Problem requirements
Reproduce the items from their start through the line containing "positive clicks: (136, 248)", substituting "foreground clicks" for every occurrence of "positive clicks" and leaving everything else unchanged. Omit the pictures from your answer.

Given entries
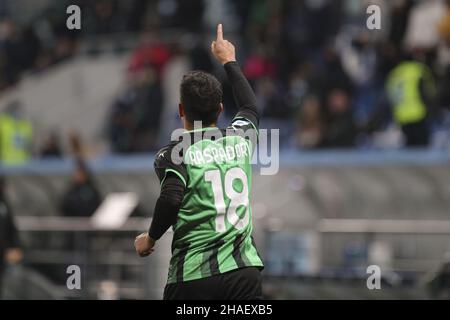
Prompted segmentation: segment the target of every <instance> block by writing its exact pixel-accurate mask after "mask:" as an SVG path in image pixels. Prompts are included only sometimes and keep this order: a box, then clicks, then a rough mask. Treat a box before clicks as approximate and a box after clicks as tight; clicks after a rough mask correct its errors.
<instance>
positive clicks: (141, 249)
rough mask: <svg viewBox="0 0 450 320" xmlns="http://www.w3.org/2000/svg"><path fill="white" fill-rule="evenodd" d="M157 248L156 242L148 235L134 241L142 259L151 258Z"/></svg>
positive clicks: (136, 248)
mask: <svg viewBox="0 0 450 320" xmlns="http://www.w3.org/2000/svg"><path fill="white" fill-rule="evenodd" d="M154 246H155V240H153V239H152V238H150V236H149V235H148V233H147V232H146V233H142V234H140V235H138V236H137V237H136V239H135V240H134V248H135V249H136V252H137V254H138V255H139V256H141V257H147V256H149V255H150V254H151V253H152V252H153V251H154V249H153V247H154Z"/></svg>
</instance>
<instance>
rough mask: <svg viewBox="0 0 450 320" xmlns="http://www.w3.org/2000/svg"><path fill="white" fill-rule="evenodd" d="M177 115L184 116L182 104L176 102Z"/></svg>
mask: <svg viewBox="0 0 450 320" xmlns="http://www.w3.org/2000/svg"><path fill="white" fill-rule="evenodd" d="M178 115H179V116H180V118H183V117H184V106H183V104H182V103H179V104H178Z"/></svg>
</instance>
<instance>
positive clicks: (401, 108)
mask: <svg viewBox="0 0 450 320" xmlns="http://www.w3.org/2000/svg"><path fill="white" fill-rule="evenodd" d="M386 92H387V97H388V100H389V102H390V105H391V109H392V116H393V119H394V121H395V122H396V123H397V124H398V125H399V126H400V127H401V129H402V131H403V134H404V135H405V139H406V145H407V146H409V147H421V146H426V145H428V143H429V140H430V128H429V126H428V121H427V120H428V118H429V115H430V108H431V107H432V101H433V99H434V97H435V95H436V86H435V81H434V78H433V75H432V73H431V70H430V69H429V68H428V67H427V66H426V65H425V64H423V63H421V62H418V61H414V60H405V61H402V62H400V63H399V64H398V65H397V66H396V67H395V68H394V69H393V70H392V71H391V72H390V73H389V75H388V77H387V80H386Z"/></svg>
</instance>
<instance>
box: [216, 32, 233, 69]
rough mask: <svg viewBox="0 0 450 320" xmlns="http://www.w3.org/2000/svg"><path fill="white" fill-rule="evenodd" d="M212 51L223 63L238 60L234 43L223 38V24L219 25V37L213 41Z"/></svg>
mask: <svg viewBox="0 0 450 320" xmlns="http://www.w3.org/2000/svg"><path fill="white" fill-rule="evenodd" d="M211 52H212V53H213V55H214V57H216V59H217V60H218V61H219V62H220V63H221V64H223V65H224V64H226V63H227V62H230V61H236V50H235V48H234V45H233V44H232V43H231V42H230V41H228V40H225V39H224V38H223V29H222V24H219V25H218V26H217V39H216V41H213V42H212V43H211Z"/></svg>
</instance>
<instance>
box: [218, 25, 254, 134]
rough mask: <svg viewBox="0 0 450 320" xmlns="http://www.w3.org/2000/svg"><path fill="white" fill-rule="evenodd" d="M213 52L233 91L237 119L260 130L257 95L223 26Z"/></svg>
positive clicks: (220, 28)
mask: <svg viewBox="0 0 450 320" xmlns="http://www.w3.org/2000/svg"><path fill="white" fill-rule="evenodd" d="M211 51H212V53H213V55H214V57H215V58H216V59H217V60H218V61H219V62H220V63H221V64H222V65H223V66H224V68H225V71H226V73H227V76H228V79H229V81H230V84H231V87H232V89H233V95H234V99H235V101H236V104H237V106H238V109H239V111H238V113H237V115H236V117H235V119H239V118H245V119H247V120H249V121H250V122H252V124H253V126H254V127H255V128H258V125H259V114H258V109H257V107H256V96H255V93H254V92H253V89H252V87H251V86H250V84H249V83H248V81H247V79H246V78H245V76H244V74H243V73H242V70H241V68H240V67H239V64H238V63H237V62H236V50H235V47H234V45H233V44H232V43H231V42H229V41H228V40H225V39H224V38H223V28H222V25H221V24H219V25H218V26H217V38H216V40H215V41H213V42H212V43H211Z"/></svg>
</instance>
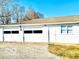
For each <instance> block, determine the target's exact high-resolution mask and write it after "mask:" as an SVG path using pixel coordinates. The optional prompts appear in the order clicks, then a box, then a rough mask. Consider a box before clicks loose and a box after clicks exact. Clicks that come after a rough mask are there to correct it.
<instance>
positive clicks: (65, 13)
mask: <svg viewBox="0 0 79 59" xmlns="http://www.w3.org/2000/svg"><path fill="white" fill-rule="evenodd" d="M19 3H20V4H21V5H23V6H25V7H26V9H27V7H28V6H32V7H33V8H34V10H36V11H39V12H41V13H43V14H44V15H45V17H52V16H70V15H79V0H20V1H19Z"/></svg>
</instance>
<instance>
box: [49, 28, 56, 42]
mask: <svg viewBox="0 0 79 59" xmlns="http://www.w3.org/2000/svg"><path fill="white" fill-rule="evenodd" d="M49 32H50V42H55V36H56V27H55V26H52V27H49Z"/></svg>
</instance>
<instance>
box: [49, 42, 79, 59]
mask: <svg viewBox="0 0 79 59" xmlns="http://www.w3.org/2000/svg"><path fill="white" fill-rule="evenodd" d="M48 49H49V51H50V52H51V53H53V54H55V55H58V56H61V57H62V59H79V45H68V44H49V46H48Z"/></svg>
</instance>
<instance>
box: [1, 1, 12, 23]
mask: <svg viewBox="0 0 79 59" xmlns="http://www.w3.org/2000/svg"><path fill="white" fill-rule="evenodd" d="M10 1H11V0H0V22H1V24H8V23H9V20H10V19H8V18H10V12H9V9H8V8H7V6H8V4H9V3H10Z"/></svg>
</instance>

Response
Prompted segmentation: segment the target of every <instance> block by writing its exact pixel-accurate mask after "mask:" as an SVG path in image pixels. Prompts are included only sometimes and keep this order: a box, then clicks, then a rough mask. Treat a box before clicks as approximate and a box after clicks as tight; clicks after a rough mask correct its errors.
<instance>
foreground clicks: (141, 249)
rough mask: <svg viewBox="0 0 450 320" xmlns="http://www.w3.org/2000/svg"><path fill="white" fill-rule="evenodd" d="M157 248L156 242L148 235L134 241L142 259L151 258Z"/></svg>
foreground clicks: (136, 248)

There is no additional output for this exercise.